From top to bottom, return the records that follow exactly.

[MATERIALS PROVIDED — start]

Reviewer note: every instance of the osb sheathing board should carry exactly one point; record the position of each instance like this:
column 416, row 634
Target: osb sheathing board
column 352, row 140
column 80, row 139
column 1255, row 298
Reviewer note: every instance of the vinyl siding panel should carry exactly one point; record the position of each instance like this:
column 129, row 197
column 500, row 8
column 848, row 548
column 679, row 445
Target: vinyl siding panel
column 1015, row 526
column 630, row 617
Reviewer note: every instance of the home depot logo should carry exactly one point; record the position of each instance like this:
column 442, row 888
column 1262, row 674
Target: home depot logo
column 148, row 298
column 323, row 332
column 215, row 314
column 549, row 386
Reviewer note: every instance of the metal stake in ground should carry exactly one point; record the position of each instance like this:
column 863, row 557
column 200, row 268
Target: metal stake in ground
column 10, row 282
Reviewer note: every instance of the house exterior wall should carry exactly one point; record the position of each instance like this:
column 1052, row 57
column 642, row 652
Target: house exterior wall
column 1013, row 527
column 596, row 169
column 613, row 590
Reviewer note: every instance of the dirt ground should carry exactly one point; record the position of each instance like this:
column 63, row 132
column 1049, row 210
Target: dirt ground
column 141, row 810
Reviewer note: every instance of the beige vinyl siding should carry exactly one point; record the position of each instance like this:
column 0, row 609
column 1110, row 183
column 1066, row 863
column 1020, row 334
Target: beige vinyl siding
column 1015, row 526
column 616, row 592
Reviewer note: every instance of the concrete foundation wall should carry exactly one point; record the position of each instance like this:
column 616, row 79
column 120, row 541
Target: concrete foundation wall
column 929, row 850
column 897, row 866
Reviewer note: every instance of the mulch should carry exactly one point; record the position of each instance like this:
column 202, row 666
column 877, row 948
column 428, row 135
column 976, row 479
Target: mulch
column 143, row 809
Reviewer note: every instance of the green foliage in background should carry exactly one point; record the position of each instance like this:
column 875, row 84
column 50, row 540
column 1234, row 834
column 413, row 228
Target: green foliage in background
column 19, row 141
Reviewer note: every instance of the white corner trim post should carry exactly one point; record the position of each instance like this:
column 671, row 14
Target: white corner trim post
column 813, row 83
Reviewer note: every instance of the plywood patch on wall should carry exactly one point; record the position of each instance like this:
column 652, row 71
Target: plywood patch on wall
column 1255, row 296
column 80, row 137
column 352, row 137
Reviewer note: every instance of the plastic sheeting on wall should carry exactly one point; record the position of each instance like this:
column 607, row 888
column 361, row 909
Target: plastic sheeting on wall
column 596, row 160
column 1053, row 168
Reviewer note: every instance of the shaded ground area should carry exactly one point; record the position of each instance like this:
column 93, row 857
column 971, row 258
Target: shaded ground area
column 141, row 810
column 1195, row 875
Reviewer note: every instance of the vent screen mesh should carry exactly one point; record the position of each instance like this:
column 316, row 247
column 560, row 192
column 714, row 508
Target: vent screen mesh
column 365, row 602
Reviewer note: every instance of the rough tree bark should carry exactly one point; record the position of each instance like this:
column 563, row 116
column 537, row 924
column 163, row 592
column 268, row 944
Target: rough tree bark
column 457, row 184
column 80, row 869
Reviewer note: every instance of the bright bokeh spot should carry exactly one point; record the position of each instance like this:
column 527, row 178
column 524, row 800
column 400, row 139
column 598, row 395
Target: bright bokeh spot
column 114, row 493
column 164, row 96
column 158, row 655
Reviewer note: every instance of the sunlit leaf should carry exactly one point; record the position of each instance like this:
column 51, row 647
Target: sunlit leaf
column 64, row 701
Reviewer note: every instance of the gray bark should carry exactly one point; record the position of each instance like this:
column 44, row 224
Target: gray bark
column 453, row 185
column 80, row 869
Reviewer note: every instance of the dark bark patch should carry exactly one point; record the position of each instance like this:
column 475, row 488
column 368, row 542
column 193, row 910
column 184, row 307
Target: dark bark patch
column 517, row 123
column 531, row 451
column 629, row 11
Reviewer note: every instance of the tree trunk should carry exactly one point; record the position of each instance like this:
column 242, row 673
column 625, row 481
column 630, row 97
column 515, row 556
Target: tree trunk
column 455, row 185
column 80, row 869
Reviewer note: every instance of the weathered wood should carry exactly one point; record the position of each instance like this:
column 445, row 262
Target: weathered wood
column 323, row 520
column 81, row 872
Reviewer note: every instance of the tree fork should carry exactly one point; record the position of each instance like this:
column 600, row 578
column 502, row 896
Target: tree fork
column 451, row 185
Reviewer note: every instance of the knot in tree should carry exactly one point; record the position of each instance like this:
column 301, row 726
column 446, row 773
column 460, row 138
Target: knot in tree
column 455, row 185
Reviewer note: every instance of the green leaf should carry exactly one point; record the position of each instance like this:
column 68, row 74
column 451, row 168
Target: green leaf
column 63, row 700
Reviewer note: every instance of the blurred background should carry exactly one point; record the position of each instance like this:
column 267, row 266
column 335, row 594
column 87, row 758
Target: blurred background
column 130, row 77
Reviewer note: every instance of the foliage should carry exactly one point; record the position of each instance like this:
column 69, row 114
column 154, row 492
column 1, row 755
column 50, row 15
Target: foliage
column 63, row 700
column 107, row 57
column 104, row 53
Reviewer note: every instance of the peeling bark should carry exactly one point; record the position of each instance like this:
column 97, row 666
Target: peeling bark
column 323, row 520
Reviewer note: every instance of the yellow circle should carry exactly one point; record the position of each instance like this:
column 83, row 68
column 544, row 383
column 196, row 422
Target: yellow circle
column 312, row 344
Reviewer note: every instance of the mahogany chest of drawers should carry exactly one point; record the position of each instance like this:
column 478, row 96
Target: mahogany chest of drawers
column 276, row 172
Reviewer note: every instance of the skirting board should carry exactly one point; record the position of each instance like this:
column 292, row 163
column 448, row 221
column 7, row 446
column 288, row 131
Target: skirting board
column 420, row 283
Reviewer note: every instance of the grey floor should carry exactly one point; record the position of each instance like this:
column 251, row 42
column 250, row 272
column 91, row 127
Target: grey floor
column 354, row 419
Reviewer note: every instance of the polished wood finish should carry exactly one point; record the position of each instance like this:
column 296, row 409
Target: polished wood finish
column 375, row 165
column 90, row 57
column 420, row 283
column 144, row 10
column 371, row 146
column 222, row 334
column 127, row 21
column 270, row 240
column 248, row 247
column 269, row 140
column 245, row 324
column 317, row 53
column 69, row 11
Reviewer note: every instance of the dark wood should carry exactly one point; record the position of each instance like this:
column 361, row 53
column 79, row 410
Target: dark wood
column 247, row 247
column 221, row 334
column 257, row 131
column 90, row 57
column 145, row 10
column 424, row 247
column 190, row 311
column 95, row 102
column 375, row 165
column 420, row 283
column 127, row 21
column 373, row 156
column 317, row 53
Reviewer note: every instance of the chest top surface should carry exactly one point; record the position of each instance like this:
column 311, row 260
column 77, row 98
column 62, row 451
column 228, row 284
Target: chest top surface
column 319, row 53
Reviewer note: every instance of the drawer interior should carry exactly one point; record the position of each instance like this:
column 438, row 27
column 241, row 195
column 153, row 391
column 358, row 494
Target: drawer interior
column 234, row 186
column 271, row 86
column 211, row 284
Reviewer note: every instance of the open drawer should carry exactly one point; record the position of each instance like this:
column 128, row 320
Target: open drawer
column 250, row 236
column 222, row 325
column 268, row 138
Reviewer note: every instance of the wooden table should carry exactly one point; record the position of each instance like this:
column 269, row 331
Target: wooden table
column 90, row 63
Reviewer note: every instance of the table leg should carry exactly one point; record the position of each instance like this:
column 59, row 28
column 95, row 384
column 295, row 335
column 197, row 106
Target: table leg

[MATERIALS PROVIDED — finish]

### PROBLEM SOLUTION
Reviewer note: every instance of the osb sheathing board should carry exactly one point; record the position of each instance like this:
column 416, row 634
Target: osb sheathing board
column 352, row 140
column 80, row 139
column 1255, row 298
Reviewer note: every instance of the vinyl siding panel should carry exactly one point; record the position of each instance like this:
column 129, row 197
column 500, row 8
column 848, row 548
column 679, row 445
Target: vinyl siding panel
column 1015, row 526
column 630, row 617
Reviewer note: every instance of the home depot logo should carry exactly one point; record the position of each instance like this:
column 442, row 888
column 1262, row 674
Target: home depot logo
column 148, row 298
column 323, row 332
column 215, row 314
column 549, row 386
Reviewer note: every instance of the metal stake in ground should carry exactly one point; record the position of each instance like this:
column 863, row 557
column 200, row 268
Target: metal stake in ground
column 10, row 282
Reviewer note: every instance of the house exterior wall should carry exactly one point; record the position of each instance like this:
column 1052, row 57
column 642, row 652
Target: house exterior wall
column 1013, row 527
column 596, row 169
column 613, row 590
Reviewer note: every instance of the dirt ground should carry exactly one point; record the position of each instance like this:
column 63, row 132
column 1049, row 210
Target: dirt ground
column 141, row 810
Reviewer note: every instance of the beige vinyl siding should carry exactly one point; record the position of each instance like this:
column 0, row 609
column 1110, row 183
column 1066, row 863
column 1020, row 334
Target: beige vinyl siding
column 1015, row 526
column 616, row 592
Reviewer note: every instance of the concrete foundation wall should carry exactly one point; record the position of each instance like this:
column 616, row 79
column 120, row 541
Target: concrete foundation wall
column 929, row 850
column 897, row 866
Reviewer note: every instance of the mulch should carry exactly one point; record the position of each instance like this:
column 202, row 666
column 877, row 948
column 428, row 135
column 976, row 479
Target: mulch
column 143, row 809
Reviewer note: every instance of the green foliage in background should carry exactly one point; record the position of each instance like this:
column 875, row 84
column 50, row 540
column 1234, row 834
column 413, row 228
Target: green foliage in background
column 19, row 141
Reviewer note: every instance of the white corner trim post should carry exactly one point; record the position of each instance like this:
column 671, row 14
Target: white corner trim post
column 813, row 83
Reviewer note: every instance of the plywood patch on wall should carry exactly one point; record the position of each instance like this:
column 652, row 71
Target: plywood patch on wall
column 1255, row 296
column 80, row 137
column 352, row 137
Reviewer note: every instance of the plastic sheeting on wall should carry exactly one point; record the position of each instance like this:
column 607, row 888
column 361, row 909
Target: plastic sheeting on wall
column 596, row 160
column 1053, row 168
Reviewer note: every instance of the shaded ground area should carry exactly one point; record the position of each instance like this:
column 93, row 857
column 971, row 258
Target: shaded ground area
column 141, row 810
column 1195, row 875
Reviewer note: every instance of the vent screen mesh should carry exactly one point; record the position of each instance like this:
column 316, row 247
column 560, row 192
column 714, row 508
Target: vent screen mesh
column 365, row 602
Reviewer note: every instance of the rough tree bark should carry exactly one point; record the position of each instance like this:
column 563, row 116
column 537, row 924
column 163, row 592
column 268, row 944
Target: rough tree bark
column 457, row 184
column 80, row 869
Reviewer note: every instance of the bright bokeh spot should carry exactly one point; record the position of each instance like this:
column 527, row 178
column 524, row 800
column 400, row 139
column 598, row 395
Target: bright bokeh spot
column 114, row 493
column 164, row 96
column 158, row 655
Reviewer note: every instance of the sunlit leaf should carry exactly one point; record the position of each instance like this:
column 51, row 647
Target: sunlit leaf
column 64, row 701
Reviewer note: every instance of the gray bark should carry exactly one point; record the position of each instance like this:
column 44, row 224
Target: gray bark
column 453, row 185
column 80, row 869
Reviewer note: every instance of the dark bark patch should carry exactly one point; record the position of each instance like this:
column 475, row 488
column 368, row 542
column 193, row 910
column 184, row 307
Target: dark bark patch
column 517, row 123
column 531, row 451
column 629, row 11
Reviewer note: every instance of the tree trunk should carry exactly one point; record the position of each instance like this:
column 242, row 673
column 625, row 481
column 630, row 97
column 515, row 556
Target: tree trunk
column 455, row 185
column 80, row 869
Reviewer note: every instance of the weathered wood should carry exactly one point; record the position of each instance like this:
column 445, row 262
Target: weathered wood
column 323, row 520
column 81, row 872
Reviewer note: every instance of the tree fork should carry exactly one point; record the position of each instance like this:
column 600, row 578
column 502, row 896
Target: tree fork
column 451, row 185
Reviewer note: every instance of the knot in tree should carry exactly one point; record the position of each instance like this:
column 301, row 726
column 446, row 773
column 460, row 138
Target: knot in tree
column 455, row 185
Reviewer note: every instance of the green leaf should carry exactly one point; record the position of each instance like this:
column 68, row 74
column 451, row 168
Target: green leaf
column 63, row 700
Reviewer note: every instance of the blurred background should carry exactly one point; record the position of each instance like this:
column 267, row 266
column 335, row 594
column 87, row 758
Target: blurred background
column 130, row 77
Reviewer note: every instance of the foliage should carry exactly one point; record the position of each instance like this:
column 69, row 114
column 154, row 492
column 1, row 755
column 50, row 15
Target: foliage
column 63, row 700
column 107, row 57
column 104, row 53
Reviewer note: every instance of the peeling bark should carry exactly one point; record the position of each instance like this:
column 97, row 666
Target: peeling bark
column 323, row 520
Reviewer note: every instance of the yellow circle should carry exactly one point; record the position of each instance like this:
column 83, row 68
column 544, row 383
column 196, row 422
Target: yellow circle
column 312, row 344
Reviewer note: every instance of the mahogany chest of drawers should carry exactly one point; record the position of each instance like this:
column 478, row 96
Target: mahogany chest of drawers
column 276, row 172
Reviewer note: every instance of the skirting board should carry exactly one point; record the position of each instance like this:
column 292, row 163
column 448, row 221
column 7, row 446
column 288, row 131
Target: skirting board
column 420, row 283
Reviewer note: every instance of the grey floor should carry exactly one point; record the position of each instance like this:
column 251, row 42
column 250, row 272
column 91, row 127
Target: grey floor
column 354, row 419
Reviewer note: every instance of the polished wood finish should carry exactly one point; record the position of each instance like this:
column 296, row 409
Target: polished wood finish
column 375, row 165
column 90, row 57
column 420, row 283
column 144, row 10
column 371, row 146
column 222, row 334
column 127, row 21
column 270, row 240
column 248, row 247
column 269, row 140
column 245, row 324
column 317, row 53
column 69, row 11
Reviewer note: every instance of the dark wood should carry exactly one point; record the position of each instance like this:
column 361, row 53
column 79, row 410
Target: dark wood
column 247, row 247
column 221, row 334
column 257, row 131
column 90, row 57
column 145, row 10
column 424, row 247
column 190, row 311
column 95, row 102
column 375, row 165
column 420, row 283
column 127, row 21
column 373, row 156
column 317, row 53
Reviewer note: every instance of the chest top surface should carry exactly one point; record the position of each instance like this:
column 311, row 260
column 77, row 98
column 62, row 451
column 228, row 284
Target: chest top surface
column 319, row 53
Reviewer note: every instance of the drawer interior should carry exactly one point; record the position of each instance like this:
column 438, row 27
column 241, row 195
column 153, row 391
column 358, row 494
Target: drawer interior
column 234, row 186
column 271, row 86
column 211, row 284
Reviewer note: every instance of the open drawer should carry exactly one point; record the position of each instance like this:
column 128, row 320
Target: open drawer
column 250, row 236
column 222, row 325
column 268, row 138
Reviewer note: every instance of the wooden table should carry exactly one point; record the position of each instance like this:
column 269, row 331
Target: wooden table
column 90, row 63
Reviewer note: every instance of the table leg should carry exactly one point; record the position of each instance like this:
column 59, row 28
column 95, row 384
column 295, row 335
column 197, row 106
Target: table leg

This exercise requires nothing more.